• _Text for analysis_:
Previous fluorescence resonance energy transfer studies have revealed that, during protein translocation, an intermediate complex is formed in the system from SecYEG-reconstituted nanodiscs, SecA, and a preprotein [28]. We prepared SecYAEG embedded in nanodiscs in a similar manner as previously reported [29]. Native PAGE data showed that the SecYAEG-reconstituted nanodiscs migrated more slowly than the SecYEG-reconstituted nanodiscs (Fig 2B lanes 1, 7). Here, we investigated whether the SecYAEG-reconstituted nanodiscs recognize proOmpA. The proOmpA(L59) mutant possesses an intramolecular 59-amino acid loop, which is formed as a result of introduced double cysteine residues [24], inducing the intermediate of protein translocation due to steric hindrance from the loop. Using this mutant as a substrate in protein translocation, most of the bands of the SecYAEG-reconstituted nanodiscs were found to be slightly upshifted. (Fig 2A, lanes 5, 6 and 2B lanes 3, 4). However, the upshifted bands were not detected in the presence of a signal peptide mutant of proOmpA(L59), called 3Q, which inhibited the interaction between the signal peptide and Sec proteins [6] (Fig 2B lanes 5,6). When the proOmpA(L59) mutant bound to superfolder GFP at the C-terminus (L59-sfGFP) [25], which is approximately 27 kDa larger than proOmpA(L59), was used, the upshifted bands migrated at a slightly slower rate in the native PAGE (Fig 2A lanes 7, 8). These data strongly indicated that the upshifted bands comprised the SecYAEG-reconstituted nanodiscs complexed with the preprotein. In addition, the bands of SecYEG-reconstituted nanodiscs remained unchanged in the presence of proOmpA (Fig 2B lanes 9, 10), implying that SecA is required for the binding of the precursor to the SecYEG embedded in the lipid bilayer. The upshifted bands appeared in the presence and absence of ATP, suggesting that ATP is not necessary for the recognition of signal peptides and the formation of the protein translocation complex comprising SecYAEG-reconstituted nanodiscs and proOmpA. The fusion SecY-SecA protein enables the utilization of SecYAEG-reconstituted nanodiscs as a simplified tool for single-molecule analyses of protein translocation.

• _Raw data_:

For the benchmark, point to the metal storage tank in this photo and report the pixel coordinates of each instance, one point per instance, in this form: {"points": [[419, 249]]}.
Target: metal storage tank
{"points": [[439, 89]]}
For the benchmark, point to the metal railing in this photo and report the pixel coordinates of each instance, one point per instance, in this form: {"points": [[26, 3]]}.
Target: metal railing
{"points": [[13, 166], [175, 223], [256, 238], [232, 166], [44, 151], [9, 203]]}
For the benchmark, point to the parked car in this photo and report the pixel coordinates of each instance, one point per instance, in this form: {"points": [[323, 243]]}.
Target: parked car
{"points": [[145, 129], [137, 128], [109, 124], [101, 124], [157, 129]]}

• _What to work on_:
A - Answer these questions from the protein translocation passage, marking each answer to match its question:
(i) What was introduced to form the intramolecular loop in proOmpA(L59)?
(ii) About how much larger is L59-sfGFP than proOmpA(L59)?
(iii) What happened to the bands of SecYEG-reconstituted nanodiscs in the presence of proOmpA?
B - Please explain, using the protein translocation passage, why the proOmpA(L59) mutant produces an intermediate of protein translocation.
The entries are separate material unrelated to the protein translocation passage.

• _Numbered responses_:
A -
(i) Double cysteine residues.
(ii) Approximately 27 kDa.
(iii) They remained unchanged.

B - The mutant has an intramolecular 59-amino acid loop, formed by introduced double cysteine residues. Steric hindrance from this loop induces the intermediate of protein translocation.